YOUR GOAL =>
Below are some records; output all of them exactly as they read.
↓↓↓
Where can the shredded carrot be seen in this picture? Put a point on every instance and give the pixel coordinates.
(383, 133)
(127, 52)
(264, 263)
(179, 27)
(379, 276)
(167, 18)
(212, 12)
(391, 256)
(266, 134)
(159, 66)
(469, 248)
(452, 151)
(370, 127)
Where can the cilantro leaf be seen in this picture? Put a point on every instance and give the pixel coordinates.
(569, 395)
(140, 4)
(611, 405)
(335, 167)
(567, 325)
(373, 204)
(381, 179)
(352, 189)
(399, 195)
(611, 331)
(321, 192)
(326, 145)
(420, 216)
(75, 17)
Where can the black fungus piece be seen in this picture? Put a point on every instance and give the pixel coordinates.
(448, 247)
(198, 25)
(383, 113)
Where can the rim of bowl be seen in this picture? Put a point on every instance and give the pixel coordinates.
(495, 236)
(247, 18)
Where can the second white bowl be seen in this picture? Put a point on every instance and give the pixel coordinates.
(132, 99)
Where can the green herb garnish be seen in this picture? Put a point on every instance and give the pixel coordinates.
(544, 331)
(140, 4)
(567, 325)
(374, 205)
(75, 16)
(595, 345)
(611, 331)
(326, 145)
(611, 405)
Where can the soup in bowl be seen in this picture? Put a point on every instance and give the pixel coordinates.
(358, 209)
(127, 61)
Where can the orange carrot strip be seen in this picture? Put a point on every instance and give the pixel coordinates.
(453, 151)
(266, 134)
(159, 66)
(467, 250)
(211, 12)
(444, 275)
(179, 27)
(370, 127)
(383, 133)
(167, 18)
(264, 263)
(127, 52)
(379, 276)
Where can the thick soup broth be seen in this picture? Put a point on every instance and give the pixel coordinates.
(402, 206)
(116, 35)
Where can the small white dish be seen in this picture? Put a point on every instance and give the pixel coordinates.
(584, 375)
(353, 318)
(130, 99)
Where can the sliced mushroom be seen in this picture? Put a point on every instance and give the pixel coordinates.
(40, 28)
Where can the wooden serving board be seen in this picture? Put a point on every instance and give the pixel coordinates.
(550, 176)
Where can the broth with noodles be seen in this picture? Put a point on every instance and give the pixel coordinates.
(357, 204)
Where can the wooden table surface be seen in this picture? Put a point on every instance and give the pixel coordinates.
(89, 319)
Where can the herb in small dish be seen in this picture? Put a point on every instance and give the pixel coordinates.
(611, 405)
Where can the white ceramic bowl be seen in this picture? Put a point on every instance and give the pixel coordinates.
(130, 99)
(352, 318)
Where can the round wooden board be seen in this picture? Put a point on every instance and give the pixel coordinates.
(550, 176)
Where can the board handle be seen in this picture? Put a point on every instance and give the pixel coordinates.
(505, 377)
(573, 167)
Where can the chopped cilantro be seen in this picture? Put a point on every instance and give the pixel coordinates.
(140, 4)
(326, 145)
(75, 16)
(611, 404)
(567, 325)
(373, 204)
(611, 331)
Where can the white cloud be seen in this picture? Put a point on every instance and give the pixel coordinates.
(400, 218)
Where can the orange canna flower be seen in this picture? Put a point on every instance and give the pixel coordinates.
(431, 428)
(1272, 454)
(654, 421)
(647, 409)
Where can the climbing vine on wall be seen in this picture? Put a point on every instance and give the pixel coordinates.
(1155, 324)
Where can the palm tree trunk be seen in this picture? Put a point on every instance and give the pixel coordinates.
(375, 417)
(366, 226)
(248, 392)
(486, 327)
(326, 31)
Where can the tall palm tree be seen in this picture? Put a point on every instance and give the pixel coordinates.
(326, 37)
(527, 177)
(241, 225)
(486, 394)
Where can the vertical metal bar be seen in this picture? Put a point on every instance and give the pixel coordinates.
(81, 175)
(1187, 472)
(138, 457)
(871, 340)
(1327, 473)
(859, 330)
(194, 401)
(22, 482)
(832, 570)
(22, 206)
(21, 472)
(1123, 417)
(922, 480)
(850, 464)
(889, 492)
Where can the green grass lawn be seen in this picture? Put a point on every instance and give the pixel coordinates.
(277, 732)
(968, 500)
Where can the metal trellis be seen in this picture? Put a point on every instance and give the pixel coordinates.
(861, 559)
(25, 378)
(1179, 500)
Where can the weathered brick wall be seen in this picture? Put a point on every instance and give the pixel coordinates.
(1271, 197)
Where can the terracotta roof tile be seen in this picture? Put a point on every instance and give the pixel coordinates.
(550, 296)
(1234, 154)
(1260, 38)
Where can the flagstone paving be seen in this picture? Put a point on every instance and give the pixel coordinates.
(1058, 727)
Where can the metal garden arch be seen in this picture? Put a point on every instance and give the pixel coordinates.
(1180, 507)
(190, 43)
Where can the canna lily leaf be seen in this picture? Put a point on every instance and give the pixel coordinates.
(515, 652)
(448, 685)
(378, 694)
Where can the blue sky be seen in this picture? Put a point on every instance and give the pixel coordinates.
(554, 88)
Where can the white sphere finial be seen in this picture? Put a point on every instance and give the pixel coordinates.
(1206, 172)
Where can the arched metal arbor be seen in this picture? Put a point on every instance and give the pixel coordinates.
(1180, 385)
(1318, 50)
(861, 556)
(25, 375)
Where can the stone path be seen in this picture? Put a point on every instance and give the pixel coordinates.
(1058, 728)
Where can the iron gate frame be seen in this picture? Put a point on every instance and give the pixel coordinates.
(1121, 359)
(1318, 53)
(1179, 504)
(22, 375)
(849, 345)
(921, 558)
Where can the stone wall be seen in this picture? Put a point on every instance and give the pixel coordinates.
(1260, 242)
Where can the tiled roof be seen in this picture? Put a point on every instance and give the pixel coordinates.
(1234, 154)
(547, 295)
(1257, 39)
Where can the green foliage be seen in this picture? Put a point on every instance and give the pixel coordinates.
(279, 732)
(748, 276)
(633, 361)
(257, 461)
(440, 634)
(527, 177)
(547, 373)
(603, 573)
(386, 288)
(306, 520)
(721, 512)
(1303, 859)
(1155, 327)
↑↑↑
ANSWER BOX =>
Where can the shredded carrot be seen in this picture? Put a point on every instance and give the pixel coordinates.
(383, 133)
(127, 52)
(264, 263)
(179, 27)
(379, 276)
(167, 18)
(212, 12)
(391, 256)
(266, 134)
(159, 66)
(469, 248)
(452, 151)
(370, 127)
Where can the cilantro leaf be seen in this picture? Put a point on every instance and give the pixel coordinates.
(569, 395)
(140, 4)
(611, 405)
(335, 167)
(567, 325)
(373, 204)
(381, 179)
(352, 189)
(399, 195)
(611, 331)
(321, 192)
(326, 145)
(420, 216)
(75, 17)
Where can the black fungus piece be seen in this picture? Put a point on every instance and give the pixel coordinates.
(448, 247)
(198, 25)
(383, 113)
Where can the rim of bowl be seen in this picture? Put a point on every instance and give the pixel coordinates.
(495, 236)
(247, 18)
Where can the second white bowl be seen in this picture? Put a point on every instance and give the pixel coordinates.
(132, 99)
Where can the green herb garnish be seen in this picture? Put a point on every instance and give the pixel coordinates.
(544, 331)
(140, 4)
(567, 325)
(374, 205)
(75, 16)
(595, 345)
(611, 331)
(326, 145)
(611, 405)
Where can the soup in bowl be seen in this picture? Put a point on every instance and give the pixel coordinates.
(358, 209)
(127, 61)
Where can the orange carrot strip be seen in this picture? Put a point on every instance and give the pixel coordinates.
(453, 151)
(266, 134)
(159, 66)
(467, 250)
(211, 12)
(444, 275)
(179, 27)
(370, 127)
(383, 133)
(167, 18)
(264, 263)
(127, 52)
(379, 276)
Where can the thick soup broth be seen in this picture? Put a point on every instance and give the pixel coordinates.
(402, 206)
(116, 35)
Where can the small white dish be seen in this picture? Put a point on every instance and give the pixel coordinates.
(584, 375)
(353, 318)
(130, 99)
Where can the sliced mushroom be seen in this picture? Put a point on every instance and give the pixel coordinates.
(40, 28)
Where can the wooden serving board be seen in this picture? Put a point on every instance and give the pixel coordinates.
(550, 176)
Where can the broth with noodles be seen in this picture? Put a point on every instance and give the pixel coordinates.
(357, 204)
Where can the wooden table surface be seen in this picture? Put a point on every instance and give the pixel coordinates.
(89, 319)
Where can the herb in small dish be seen in this picture? Put a point on every instance and give the pixel coordinates.
(611, 405)
Where can the white ceramic bowl be seen in this picture? Put a point on every instance and give the pixel coordinates.
(130, 99)
(352, 318)
Where can the round wooden board be seen in this picture? Put a point on every instance and give the pixel coordinates.
(550, 176)
Where can the board handle be seen in this picture? Put a point on every instance and give the pixel coordinates.
(505, 377)
(573, 167)
Where can the chopped cilantro be seen in this picture? Put a point on every instance and give the pixel coordinates.
(140, 4)
(326, 145)
(75, 16)
(611, 404)
(567, 325)
(373, 204)
(611, 331)
Where can the white cloud be seen in this picture? Put a point on every instance and give the pixel coordinates.
(400, 218)
Where can the orange canna flower be seen in this picture? Put a point on every instance and give the pixel coordinates.
(431, 428)
(1272, 454)
(654, 421)
(647, 409)
Where can the climbing vine on wall be seen in this picture? Put a point on every instance and give the pixel coordinates.
(1155, 324)
Where can the palm tree trunk be seen in this picture? Put a point on every instance and give the pixel coordinates.
(375, 417)
(366, 226)
(248, 392)
(486, 327)
(326, 31)
Where can the tall palm tree be seen in this picture? Put a point on every instance and give the pixel coordinates.
(326, 37)
(527, 177)
(241, 225)
(486, 394)
Where can the vertical metal bar be seen in this picture? Put a point on every instance and give the pixel coordinates.
(81, 175)
(1187, 472)
(138, 457)
(871, 340)
(1327, 473)
(859, 330)
(194, 401)
(22, 482)
(832, 570)
(22, 206)
(21, 472)
(1123, 417)
(922, 480)
(850, 464)
(889, 492)
Where can the green grass lawn be seen in this picture? Put a point on every instance and give the pixel coordinates.
(277, 732)
(968, 500)
Where can the metal trellis be seen in this picture? Put a point on every instance and give the pixel coordinates.
(861, 559)
(25, 378)
(1179, 500)
Where can the weathered brick wall be seen in this picture? Put a point on every instance and give the pixel coordinates.
(1271, 197)
Where can the terracotta roof tile be seen in this picture? Put a point on every instance and give the pixel coordinates.
(550, 296)
(1234, 154)
(1260, 38)
Where can the flagstone paving be seen in this picture? Put a point on every instance and give the pixel coordinates.
(1058, 727)
Where can the metal garden arch be seen in this picture? Put a point on every instance and give the pixel coordinates.
(1180, 507)
(190, 43)
Where can the canna lily leaf be seen in this picture? Put a point on every instance and give the pixel coordinates.
(515, 652)
(448, 685)
(378, 694)
Where can the blue sky be seen in this picture? Put a point on every instance and give the pixel coordinates.
(554, 88)
Where can the white sphere finial be seen in this picture? Put a point on every instance and give the pixel coordinates.
(1206, 172)
Where can the arched metal arbor be seen in this picture? Put a point on every instance and give the pixel coordinates.
(1180, 385)
(1318, 50)
(861, 556)
(25, 375)
Where can the stone path be seen in this picture? Put a point on every instance and give the pixel coordinates.
(1058, 728)
Where can the iron gate frame be seen in this picture? Put a point on every instance and give the pixel coordinates.
(1121, 359)
(1318, 53)
(1179, 504)
(22, 375)
(849, 345)
(921, 558)
Where can the stone wall be seen in this picture? Put a point on every instance and give the pixel coordinates.
(1260, 242)
Where can the tiled roof be seen in this picture? Put a point on every instance and give the pixel coordinates.
(1234, 154)
(547, 295)
(1257, 39)
Where can the green foliage be seen in this picture? Put a point on every instance and give the pixel coordinates.
(279, 732)
(748, 276)
(633, 361)
(257, 461)
(440, 634)
(527, 177)
(547, 373)
(603, 573)
(386, 288)
(306, 520)
(721, 512)
(1303, 859)
(1155, 327)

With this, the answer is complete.